===== Texte à analyser =====

S’il est très important de s’équiper il l’est autant de le faire de la bonne manière, vous pouvez vous mettre gravement en danger en portant un matériel que vous pensez être protecteur s’il ne l’est pas : vous risquez alors d’avoir des conduites à risque sans le savoir car vous vous pensez protégés.
Sachez que les masques ne sont plus efficaces une fois humides, notamment lorsque vous avez respiré trop longtemps dedans :  faites-en plusieurs et lavez-les ou jetez-les s’ils sont à usage unique.
Sachez que vous ne devez pas avoir honte de vous protéger, c’est tout à fait naturel de craindre une pandémie mondiale, personne n’est préparé à cela, vous avez le droit de ne pas être rassurés, notamment parce que vous êtes en contact avec des personnes à risque.
Il est primordial que vous puissiez en parler en équipe, à votre direction : elle est aujourd’hui plus que jamais un vrai atout.

=====

## Votre objectif
Recopiez le passage du texte sur l'équipement de protection qui commence aux mots « S’il est très » et s'arrête après « un vrai atout. », en substituant « masques chirurgicaux » à « masques ». Les lignes ci-dessous proviennent d'une autre source que le texte.

===== Lignes recensées =====

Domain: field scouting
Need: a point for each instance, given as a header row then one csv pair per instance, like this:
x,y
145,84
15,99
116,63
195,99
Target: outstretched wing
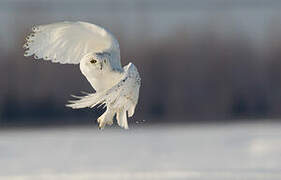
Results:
x,y
67,42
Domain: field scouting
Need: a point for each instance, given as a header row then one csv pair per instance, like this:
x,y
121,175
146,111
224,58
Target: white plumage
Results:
x,y
98,53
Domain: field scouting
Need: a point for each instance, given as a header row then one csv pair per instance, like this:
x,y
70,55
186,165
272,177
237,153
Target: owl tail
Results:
x,y
90,100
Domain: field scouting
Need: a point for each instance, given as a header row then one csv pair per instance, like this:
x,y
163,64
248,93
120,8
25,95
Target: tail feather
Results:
x,y
90,100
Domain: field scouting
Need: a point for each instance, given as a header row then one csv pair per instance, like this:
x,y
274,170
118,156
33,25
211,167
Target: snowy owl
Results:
x,y
98,53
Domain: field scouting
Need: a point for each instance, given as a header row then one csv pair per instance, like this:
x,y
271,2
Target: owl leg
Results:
x,y
106,118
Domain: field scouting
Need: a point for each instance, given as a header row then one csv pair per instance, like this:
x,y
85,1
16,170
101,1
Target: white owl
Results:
x,y
98,53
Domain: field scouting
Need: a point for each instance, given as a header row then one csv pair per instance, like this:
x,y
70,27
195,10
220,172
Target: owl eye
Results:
x,y
93,61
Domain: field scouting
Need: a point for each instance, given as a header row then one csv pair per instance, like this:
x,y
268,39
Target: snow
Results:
x,y
217,151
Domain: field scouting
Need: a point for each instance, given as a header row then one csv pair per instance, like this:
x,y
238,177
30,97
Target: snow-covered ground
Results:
x,y
234,151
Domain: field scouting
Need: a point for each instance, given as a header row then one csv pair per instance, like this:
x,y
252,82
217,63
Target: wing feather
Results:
x,y
67,42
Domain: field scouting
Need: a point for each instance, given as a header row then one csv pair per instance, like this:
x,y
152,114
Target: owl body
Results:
x,y
98,53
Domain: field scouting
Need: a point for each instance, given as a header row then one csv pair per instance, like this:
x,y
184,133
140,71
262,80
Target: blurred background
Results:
x,y
210,61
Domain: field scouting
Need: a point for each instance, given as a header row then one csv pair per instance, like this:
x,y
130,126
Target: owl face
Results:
x,y
94,62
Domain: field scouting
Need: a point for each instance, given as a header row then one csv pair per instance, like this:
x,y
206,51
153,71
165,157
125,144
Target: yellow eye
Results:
x,y
93,61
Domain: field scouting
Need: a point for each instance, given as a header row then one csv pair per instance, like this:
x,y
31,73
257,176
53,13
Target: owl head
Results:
x,y
95,62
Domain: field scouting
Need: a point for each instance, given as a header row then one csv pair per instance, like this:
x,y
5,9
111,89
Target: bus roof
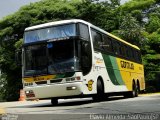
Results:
x,y
77,21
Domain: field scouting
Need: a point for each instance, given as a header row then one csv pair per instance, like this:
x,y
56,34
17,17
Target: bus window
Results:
x,y
86,57
123,48
97,40
107,44
116,48
84,31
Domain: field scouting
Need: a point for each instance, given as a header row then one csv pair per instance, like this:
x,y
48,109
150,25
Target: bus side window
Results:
x,y
116,48
97,40
127,52
123,48
107,43
86,57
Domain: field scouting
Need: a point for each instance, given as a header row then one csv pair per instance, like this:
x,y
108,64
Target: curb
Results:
x,y
2,111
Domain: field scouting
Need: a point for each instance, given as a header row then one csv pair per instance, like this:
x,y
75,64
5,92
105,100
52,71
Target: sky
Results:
x,y
10,6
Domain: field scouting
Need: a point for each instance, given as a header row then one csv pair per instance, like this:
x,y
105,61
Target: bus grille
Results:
x,y
55,81
41,82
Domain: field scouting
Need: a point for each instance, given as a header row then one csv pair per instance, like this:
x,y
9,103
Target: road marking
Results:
x,y
149,94
2,111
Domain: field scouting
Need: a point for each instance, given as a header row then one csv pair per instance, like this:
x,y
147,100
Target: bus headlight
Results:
x,y
73,79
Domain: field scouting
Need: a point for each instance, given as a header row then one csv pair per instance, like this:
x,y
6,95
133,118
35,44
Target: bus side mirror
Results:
x,y
18,57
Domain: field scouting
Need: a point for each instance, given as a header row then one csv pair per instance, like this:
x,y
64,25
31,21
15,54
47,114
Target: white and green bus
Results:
x,y
73,58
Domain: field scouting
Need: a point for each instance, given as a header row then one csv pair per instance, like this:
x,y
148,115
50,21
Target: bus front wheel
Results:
x,y
54,101
134,92
100,91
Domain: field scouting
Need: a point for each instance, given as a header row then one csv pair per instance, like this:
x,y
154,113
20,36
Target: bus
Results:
x,y
73,58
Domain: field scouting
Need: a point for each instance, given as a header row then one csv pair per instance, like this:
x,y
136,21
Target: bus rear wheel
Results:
x,y
134,92
100,91
54,101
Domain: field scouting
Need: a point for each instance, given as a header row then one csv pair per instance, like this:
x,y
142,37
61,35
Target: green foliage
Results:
x,y
126,21
137,5
153,24
130,30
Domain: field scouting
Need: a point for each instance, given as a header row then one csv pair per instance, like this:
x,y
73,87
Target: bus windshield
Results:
x,y
50,58
53,32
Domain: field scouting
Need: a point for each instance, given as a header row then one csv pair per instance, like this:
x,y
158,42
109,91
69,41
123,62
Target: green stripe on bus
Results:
x,y
64,75
113,70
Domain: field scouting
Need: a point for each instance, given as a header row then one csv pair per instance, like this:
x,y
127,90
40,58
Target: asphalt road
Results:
x,y
146,107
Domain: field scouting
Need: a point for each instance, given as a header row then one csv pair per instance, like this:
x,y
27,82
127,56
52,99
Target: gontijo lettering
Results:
x,y
127,65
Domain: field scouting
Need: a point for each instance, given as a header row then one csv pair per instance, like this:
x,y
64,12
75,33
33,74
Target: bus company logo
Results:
x,y
38,78
127,65
89,85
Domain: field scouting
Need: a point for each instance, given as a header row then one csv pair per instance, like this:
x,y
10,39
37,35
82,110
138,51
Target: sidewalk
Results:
x,y
148,94
2,111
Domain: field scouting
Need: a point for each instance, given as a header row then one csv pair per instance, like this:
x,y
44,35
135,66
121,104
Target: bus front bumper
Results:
x,y
53,90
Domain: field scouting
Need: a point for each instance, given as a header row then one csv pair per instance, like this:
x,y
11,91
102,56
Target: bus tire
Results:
x,y
100,91
54,101
134,92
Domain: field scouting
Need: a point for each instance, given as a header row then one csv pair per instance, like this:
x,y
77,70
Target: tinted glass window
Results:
x,y
83,31
107,43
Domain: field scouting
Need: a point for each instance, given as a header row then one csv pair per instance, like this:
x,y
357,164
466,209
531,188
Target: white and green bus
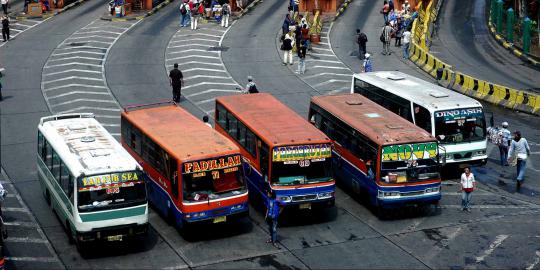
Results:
x,y
94,185
457,121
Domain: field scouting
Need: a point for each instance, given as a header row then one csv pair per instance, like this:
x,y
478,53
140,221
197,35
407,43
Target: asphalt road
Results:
x,y
501,232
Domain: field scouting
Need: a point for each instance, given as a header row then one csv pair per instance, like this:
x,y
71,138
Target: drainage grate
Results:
x,y
218,48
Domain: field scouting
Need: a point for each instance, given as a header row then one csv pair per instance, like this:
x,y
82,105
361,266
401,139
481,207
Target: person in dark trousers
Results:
x,y
273,209
5,28
361,39
176,80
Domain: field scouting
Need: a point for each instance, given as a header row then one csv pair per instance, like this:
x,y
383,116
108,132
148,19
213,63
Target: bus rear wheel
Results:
x,y
48,197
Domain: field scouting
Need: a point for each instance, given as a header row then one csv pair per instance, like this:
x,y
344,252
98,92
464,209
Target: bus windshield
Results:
x,y
109,191
211,179
460,125
304,164
409,162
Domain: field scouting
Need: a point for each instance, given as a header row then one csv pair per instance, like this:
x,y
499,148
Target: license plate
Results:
x,y
220,219
114,238
305,206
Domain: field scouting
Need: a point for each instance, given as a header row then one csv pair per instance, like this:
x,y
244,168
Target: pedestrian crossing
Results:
x,y
325,72
198,54
26,245
16,27
73,78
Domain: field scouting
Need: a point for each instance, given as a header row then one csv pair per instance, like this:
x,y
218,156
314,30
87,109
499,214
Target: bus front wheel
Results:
x,y
47,197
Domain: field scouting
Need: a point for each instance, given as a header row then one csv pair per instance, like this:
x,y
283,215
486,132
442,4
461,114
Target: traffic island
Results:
x,y
35,10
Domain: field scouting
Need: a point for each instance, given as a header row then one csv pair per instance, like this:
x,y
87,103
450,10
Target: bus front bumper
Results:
x,y
115,233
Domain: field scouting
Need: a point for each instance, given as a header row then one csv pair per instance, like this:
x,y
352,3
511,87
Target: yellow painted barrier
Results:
x,y
429,64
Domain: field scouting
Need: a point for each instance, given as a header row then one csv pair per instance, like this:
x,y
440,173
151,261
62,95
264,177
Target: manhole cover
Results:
x,y
218,48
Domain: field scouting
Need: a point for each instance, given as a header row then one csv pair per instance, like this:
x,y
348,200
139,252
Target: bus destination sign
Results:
x,y
212,164
301,152
413,151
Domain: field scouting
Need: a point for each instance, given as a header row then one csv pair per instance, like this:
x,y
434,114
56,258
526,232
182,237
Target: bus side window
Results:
x,y
56,166
221,116
48,155
135,140
263,158
64,178
40,144
422,117
251,143
242,134
232,126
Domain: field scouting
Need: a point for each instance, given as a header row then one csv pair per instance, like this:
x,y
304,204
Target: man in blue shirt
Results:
x,y
273,209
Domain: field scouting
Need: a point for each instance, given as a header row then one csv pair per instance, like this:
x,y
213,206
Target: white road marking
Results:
x,y
77,93
82,100
208,83
70,64
76,57
32,259
73,85
213,90
86,108
25,240
71,78
498,241
71,70
535,262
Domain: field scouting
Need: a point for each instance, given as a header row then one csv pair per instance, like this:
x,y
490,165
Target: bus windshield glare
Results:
x,y
213,178
109,191
409,162
304,164
460,125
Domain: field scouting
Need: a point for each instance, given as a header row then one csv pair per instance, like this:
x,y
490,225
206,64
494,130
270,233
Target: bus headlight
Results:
x,y
325,195
284,198
480,153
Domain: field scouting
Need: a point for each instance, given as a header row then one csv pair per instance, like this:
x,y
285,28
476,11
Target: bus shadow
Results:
x,y
402,213
134,245
209,231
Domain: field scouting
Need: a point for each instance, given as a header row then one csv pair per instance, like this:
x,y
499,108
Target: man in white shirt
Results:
x,y
520,148
406,41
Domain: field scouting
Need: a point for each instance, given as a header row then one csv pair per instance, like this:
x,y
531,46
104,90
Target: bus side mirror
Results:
x,y
491,119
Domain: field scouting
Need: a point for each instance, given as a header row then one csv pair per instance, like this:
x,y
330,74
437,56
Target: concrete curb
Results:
x,y
248,8
342,9
136,18
48,15
510,47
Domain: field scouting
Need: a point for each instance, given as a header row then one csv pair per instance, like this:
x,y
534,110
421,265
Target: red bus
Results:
x,y
195,173
377,153
286,155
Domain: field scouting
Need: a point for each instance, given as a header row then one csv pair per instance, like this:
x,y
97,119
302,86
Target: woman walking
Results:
x,y
468,184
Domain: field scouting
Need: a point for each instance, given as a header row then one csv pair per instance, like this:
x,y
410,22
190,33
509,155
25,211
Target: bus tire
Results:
x,y
71,239
48,197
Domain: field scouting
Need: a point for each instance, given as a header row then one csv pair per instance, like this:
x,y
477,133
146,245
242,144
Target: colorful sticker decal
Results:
x,y
301,152
407,152
114,180
459,113
211,164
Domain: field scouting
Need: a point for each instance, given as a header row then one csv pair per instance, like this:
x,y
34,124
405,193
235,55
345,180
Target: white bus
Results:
x,y
457,121
96,188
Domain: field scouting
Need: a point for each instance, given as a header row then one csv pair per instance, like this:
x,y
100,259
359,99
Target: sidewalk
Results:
x,y
464,41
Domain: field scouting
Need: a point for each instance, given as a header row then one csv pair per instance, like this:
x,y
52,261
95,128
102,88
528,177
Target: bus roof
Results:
x,y
426,94
375,122
274,122
180,133
84,145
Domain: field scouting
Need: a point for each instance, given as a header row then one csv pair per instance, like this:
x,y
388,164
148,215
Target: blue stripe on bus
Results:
x,y
257,185
355,180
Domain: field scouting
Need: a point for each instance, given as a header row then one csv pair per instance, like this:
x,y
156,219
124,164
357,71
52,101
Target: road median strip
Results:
x,y
507,97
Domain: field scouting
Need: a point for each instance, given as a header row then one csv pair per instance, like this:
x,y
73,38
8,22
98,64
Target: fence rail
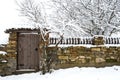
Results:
x,y
88,40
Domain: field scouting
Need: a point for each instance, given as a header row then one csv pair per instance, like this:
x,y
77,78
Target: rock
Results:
x,y
100,60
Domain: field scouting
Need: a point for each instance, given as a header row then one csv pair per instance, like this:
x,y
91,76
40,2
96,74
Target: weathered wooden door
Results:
x,y
28,56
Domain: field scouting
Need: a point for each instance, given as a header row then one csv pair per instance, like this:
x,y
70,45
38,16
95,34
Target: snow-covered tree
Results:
x,y
87,17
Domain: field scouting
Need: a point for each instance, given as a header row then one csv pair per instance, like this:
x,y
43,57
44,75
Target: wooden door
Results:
x,y
28,56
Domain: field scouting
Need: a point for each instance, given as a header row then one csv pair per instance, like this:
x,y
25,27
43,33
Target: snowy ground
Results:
x,y
90,73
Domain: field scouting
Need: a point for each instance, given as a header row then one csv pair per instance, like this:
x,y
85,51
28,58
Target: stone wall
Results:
x,y
83,56
8,61
7,64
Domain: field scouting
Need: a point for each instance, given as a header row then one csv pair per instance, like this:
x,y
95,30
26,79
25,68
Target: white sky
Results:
x,y
9,18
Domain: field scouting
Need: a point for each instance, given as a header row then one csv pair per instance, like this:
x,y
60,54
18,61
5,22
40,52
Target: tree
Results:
x,y
90,17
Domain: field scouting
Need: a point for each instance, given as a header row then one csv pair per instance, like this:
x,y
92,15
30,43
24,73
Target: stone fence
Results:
x,y
83,56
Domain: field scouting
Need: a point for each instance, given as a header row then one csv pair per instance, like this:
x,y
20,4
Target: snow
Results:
x,y
2,52
75,73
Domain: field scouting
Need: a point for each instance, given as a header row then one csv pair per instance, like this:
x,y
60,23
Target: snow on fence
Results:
x,y
83,40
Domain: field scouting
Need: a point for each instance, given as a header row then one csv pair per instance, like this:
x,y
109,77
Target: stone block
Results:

=====

## Solution détaillée
S’il est très important de s’équiper il l’est autant de le faire de la bonne manière, vous pouvez vous mettre gravement en danger en portant un matériel que vous pensez être protecteur s’il ne l’est pas : vous risquez alors d’avoir des conduites à risque sans le savoir car vous vous pensez protégés.
Sachez que les masques chirurgicaux ne sont plus efficaces une fois humides, notamment lorsque vous avez respiré trop longtemps dedans :  faites-en plusieurs et lavez-les ou jetez-les s’ils sont à usage unique.
Sachez que vous ne devez pas avoir honte de vous protéger, c’est tout à fait naturel de craindre une pandémie mondiale, personne n’est préparé à cela, vous avez le droit de ne pas être rassurés, notamment parce que vous êtes en contact avec des personnes à risque.
Il est primordial que vous puissiez en parler en équipe, à votre direction : elle est aujourd’hui plus que jamais un vrai atout.